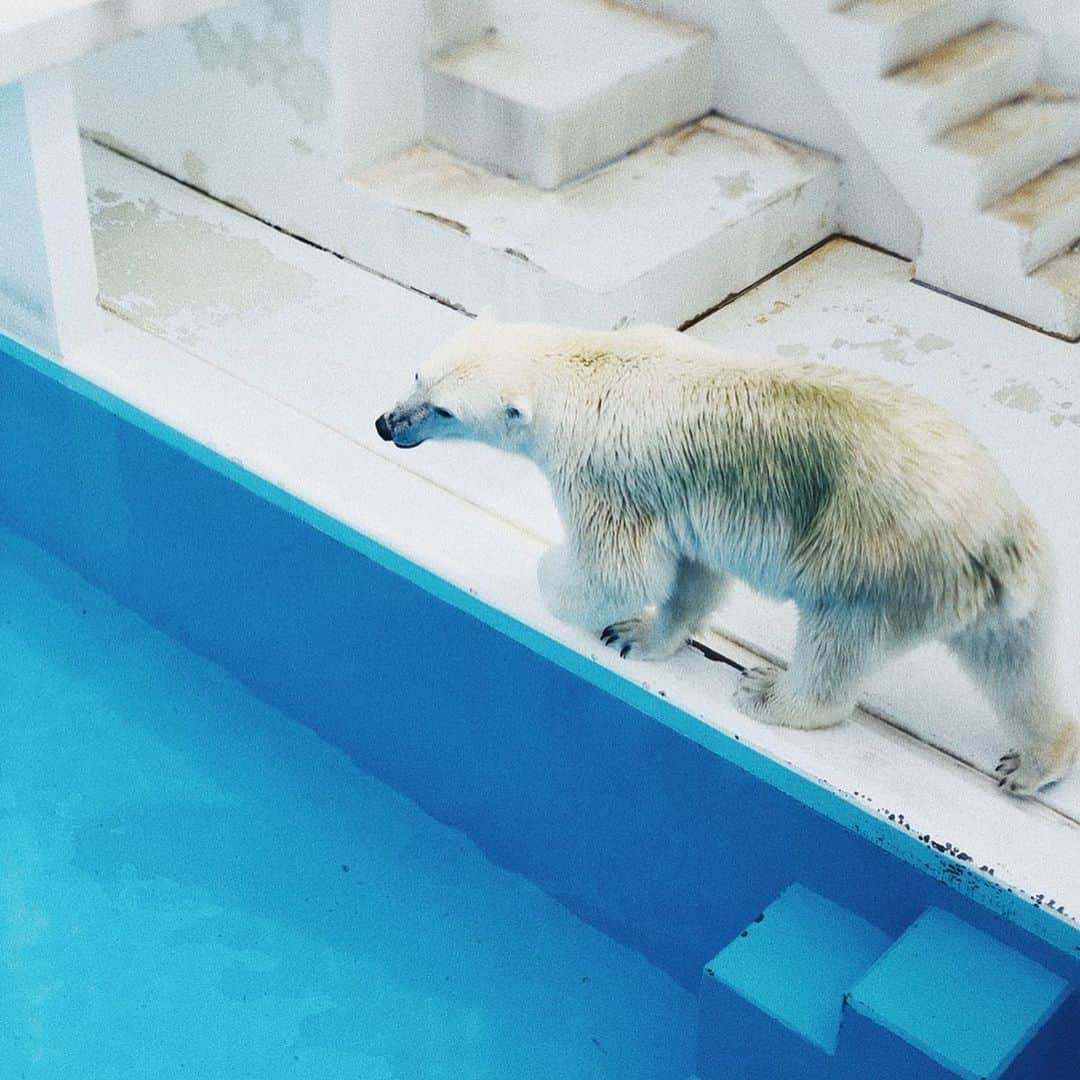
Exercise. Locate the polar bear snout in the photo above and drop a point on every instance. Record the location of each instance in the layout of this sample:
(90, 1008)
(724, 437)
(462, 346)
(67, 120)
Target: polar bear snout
(403, 427)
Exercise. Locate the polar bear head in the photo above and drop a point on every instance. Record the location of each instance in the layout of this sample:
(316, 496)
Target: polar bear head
(477, 386)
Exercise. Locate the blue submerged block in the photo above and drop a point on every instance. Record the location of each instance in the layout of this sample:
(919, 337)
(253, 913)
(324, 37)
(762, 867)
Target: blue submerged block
(948, 1000)
(771, 1001)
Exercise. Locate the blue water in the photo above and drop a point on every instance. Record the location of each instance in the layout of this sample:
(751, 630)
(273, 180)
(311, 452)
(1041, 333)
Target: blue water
(191, 885)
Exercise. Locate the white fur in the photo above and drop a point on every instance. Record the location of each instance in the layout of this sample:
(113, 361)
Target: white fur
(675, 466)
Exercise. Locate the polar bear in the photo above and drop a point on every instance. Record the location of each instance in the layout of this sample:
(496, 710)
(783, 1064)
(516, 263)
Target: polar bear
(675, 466)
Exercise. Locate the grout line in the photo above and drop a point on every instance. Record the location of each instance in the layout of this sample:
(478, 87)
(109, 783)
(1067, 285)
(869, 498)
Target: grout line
(993, 311)
(731, 297)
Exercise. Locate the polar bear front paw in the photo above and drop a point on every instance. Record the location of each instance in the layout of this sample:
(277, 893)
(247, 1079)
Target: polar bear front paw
(766, 694)
(755, 690)
(1020, 773)
(642, 638)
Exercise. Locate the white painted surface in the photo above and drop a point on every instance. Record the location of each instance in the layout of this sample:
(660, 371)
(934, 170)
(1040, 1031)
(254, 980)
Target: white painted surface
(279, 356)
(948, 133)
(562, 86)
(662, 234)
(42, 34)
(761, 81)
(1017, 390)
(1058, 23)
(375, 68)
(48, 275)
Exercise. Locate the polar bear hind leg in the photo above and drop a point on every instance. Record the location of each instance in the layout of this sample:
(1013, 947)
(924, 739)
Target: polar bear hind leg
(1010, 661)
(659, 633)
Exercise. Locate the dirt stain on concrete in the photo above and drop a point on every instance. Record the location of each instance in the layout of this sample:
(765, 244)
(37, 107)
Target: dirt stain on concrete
(269, 54)
(167, 271)
(1020, 395)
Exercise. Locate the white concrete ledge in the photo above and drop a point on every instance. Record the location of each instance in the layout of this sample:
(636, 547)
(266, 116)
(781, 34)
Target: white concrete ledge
(280, 355)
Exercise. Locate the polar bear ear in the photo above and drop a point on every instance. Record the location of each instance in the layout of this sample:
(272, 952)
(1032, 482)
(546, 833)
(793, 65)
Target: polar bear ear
(518, 409)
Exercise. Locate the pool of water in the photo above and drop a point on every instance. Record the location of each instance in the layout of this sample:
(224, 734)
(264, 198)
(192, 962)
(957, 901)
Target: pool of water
(277, 802)
(204, 888)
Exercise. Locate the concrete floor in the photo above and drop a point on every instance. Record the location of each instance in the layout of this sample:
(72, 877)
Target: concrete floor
(335, 346)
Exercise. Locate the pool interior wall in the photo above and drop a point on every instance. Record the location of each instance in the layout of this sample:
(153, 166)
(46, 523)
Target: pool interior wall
(651, 837)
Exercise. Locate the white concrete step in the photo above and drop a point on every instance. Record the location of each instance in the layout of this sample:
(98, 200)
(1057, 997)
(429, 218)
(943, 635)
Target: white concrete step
(909, 29)
(661, 234)
(956, 262)
(562, 88)
(1015, 142)
(1044, 214)
(969, 76)
(1061, 277)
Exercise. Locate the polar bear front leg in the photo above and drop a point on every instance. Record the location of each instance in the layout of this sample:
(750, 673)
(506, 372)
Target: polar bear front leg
(613, 567)
(565, 586)
(659, 633)
(834, 652)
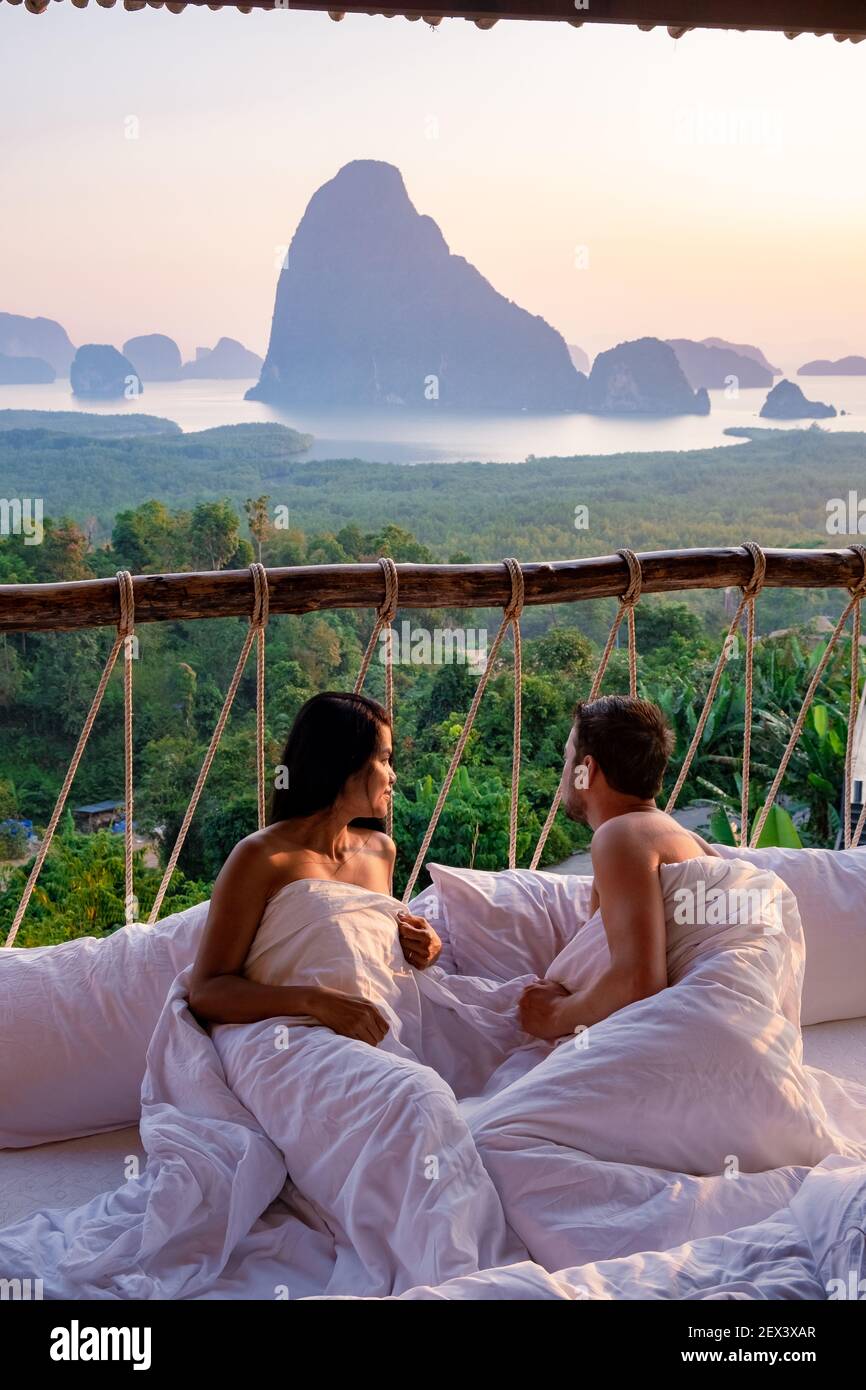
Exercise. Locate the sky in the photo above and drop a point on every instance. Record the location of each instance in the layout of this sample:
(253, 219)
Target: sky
(153, 168)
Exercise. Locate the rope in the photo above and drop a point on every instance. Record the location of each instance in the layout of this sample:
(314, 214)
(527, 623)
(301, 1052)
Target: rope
(123, 631)
(856, 595)
(260, 617)
(384, 619)
(127, 626)
(513, 610)
(385, 615)
(627, 605)
(852, 713)
(749, 594)
(510, 617)
(257, 620)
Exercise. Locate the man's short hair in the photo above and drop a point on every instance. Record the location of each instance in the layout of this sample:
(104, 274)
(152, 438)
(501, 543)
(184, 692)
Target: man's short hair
(628, 738)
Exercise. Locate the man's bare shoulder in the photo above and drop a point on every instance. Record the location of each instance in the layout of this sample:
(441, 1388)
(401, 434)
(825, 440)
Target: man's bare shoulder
(647, 836)
(627, 834)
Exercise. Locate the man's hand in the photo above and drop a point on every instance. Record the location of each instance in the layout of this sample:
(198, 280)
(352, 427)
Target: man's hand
(420, 943)
(348, 1015)
(540, 1009)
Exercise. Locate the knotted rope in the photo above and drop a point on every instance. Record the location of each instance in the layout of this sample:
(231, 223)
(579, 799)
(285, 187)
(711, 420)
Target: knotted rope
(626, 606)
(384, 619)
(858, 592)
(124, 633)
(125, 628)
(513, 612)
(259, 620)
(747, 601)
(510, 619)
(256, 633)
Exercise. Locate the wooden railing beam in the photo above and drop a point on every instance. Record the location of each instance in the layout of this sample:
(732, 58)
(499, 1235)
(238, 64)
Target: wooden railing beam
(39, 608)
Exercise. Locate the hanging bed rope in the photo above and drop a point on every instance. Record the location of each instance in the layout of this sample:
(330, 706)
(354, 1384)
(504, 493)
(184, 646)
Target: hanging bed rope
(384, 620)
(124, 640)
(255, 634)
(628, 601)
(747, 605)
(858, 592)
(510, 619)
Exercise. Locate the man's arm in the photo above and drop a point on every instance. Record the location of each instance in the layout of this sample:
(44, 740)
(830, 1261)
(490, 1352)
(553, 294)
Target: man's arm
(633, 912)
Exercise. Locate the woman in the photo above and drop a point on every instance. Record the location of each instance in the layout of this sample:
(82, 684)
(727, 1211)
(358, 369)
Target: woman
(324, 824)
(303, 930)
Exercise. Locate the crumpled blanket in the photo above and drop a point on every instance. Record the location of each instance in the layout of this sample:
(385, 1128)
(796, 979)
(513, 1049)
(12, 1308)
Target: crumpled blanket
(680, 1150)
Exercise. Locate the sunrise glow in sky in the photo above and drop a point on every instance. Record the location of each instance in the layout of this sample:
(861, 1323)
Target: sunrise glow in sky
(616, 182)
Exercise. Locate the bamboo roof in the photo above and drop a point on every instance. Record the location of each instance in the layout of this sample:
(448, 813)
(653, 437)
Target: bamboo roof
(845, 20)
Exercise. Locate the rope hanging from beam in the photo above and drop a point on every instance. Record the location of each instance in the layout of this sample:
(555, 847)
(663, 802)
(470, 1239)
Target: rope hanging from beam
(510, 619)
(627, 603)
(123, 640)
(748, 595)
(256, 633)
(856, 592)
(384, 620)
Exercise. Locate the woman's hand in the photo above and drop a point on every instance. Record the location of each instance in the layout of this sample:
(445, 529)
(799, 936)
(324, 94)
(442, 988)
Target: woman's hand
(420, 943)
(348, 1015)
(540, 1009)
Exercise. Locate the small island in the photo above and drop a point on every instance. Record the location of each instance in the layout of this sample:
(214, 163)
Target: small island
(787, 402)
(102, 373)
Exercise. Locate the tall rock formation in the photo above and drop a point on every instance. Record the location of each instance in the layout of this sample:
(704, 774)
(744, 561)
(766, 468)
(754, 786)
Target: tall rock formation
(374, 309)
(744, 350)
(42, 338)
(154, 356)
(642, 378)
(102, 373)
(713, 367)
(787, 402)
(230, 360)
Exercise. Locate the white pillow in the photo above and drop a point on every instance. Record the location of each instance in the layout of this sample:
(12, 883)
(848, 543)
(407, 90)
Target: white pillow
(75, 1020)
(509, 923)
(830, 890)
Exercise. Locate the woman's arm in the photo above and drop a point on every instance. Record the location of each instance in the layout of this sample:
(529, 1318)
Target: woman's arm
(218, 993)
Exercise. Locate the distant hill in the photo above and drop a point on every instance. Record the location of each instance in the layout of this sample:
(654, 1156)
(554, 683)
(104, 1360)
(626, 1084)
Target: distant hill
(230, 360)
(578, 357)
(787, 402)
(25, 371)
(99, 371)
(154, 356)
(42, 338)
(844, 367)
(711, 366)
(642, 378)
(374, 309)
(104, 470)
(85, 424)
(744, 350)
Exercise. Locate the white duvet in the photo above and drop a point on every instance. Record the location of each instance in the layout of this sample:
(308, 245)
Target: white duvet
(680, 1148)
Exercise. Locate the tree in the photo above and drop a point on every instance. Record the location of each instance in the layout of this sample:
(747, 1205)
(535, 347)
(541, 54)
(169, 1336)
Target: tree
(214, 534)
(259, 519)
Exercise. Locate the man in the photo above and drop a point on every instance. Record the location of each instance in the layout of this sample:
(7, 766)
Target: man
(615, 761)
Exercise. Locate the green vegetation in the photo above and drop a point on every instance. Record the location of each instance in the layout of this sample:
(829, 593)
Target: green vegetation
(85, 424)
(218, 499)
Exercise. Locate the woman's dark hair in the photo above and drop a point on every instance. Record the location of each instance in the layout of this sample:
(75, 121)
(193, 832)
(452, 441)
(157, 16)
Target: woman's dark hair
(334, 736)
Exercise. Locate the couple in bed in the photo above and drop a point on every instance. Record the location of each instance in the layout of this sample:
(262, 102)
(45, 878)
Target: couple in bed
(441, 1123)
(434, 1125)
(324, 827)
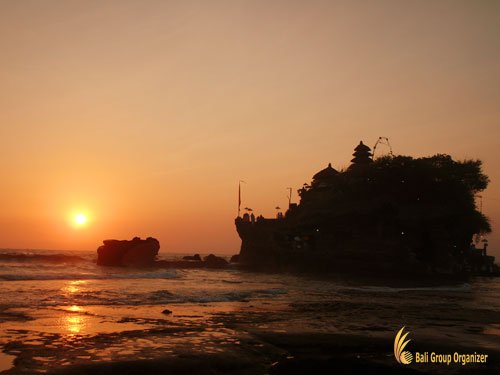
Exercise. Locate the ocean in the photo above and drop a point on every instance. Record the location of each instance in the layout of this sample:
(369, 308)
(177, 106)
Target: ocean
(61, 313)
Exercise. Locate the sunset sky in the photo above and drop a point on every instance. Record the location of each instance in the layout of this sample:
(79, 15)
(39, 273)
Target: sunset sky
(143, 115)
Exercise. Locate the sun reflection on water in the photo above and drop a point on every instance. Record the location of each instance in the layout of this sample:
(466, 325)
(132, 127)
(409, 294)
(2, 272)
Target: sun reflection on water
(73, 286)
(74, 324)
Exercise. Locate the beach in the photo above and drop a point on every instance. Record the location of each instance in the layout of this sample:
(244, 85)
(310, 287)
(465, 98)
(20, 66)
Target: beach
(66, 315)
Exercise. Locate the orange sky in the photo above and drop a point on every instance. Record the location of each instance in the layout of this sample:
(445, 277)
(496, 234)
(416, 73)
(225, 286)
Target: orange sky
(145, 114)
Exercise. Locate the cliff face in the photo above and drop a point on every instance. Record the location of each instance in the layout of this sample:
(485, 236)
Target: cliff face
(394, 215)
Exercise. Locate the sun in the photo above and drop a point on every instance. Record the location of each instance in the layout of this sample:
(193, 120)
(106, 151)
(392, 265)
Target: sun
(80, 219)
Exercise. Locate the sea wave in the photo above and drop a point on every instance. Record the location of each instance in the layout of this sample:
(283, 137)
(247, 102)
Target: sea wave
(31, 257)
(170, 274)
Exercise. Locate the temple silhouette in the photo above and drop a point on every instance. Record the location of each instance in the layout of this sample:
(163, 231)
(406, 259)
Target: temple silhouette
(393, 215)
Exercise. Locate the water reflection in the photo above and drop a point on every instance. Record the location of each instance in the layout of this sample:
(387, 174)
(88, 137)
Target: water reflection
(73, 286)
(74, 324)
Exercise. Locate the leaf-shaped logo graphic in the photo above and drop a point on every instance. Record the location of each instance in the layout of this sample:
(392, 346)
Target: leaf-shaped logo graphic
(399, 344)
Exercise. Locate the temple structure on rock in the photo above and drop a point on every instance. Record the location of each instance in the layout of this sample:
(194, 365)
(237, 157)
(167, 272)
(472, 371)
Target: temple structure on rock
(395, 214)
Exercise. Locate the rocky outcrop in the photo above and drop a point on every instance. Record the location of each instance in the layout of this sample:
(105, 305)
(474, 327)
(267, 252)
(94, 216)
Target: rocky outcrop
(196, 257)
(213, 261)
(134, 253)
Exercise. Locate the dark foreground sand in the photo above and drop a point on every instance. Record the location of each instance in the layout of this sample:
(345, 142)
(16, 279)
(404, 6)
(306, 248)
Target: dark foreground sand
(293, 354)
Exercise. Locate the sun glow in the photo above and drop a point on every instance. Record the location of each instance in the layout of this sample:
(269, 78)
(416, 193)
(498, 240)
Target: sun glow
(80, 219)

- Directions for this task
Your answer should consist only of the lines above between the line holding "Exercise. Locate the polar bear front paw" and the line holding "Exercise. Locate the polar bear ear", inclusive, each transcribed exactly.

- Written solution
Exercise. Locate the polar bear front paw in the photo above and drop a point on every instance. Record the location of each instance in the layout of this sample:
(277, 893)
(247, 1079)
Target: polar bear front paw
(766, 694)
(755, 690)
(1020, 773)
(642, 638)
Exercise. Locate the white painted surface in the photo above and drop a point on every instance. Record the location of each instance in the layout of this sample:
(660, 371)
(934, 170)
(1040, 1031)
(254, 980)
Target: white painted surface
(279, 356)
(948, 133)
(562, 86)
(662, 234)
(42, 34)
(761, 81)
(1017, 390)
(1058, 23)
(375, 68)
(48, 275)
Exercise. Locate the polar bear hind leg in the photo above and drop a point on every instance. Record the location of each instance in the layout of this sample:
(1013, 947)
(924, 739)
Target: polar bear hind leg
(1010, 661)
(659, 633)
Exercise. Locate the dirt stain on concrete in the photo above and drop a point on every instance. Record the location of each instance in the layout of this sample:
(765, 244)
(37, 107)
Target: dirt stain on concrete
(269, 54)
(167, 271)
(1020, 395)
Exercise. Locate the white concrete ledge in the photo above and drop a point on every instance. Record the location of each instance in the layout of this sample:
(636, 547)
(266, 116)
(781, 34)
Target: white concrete ledge
(280, 355)
Exercise. Locate the polar bear ear in the photo above and drop a point on every instance. Record the location of each instance in the layout of this sample:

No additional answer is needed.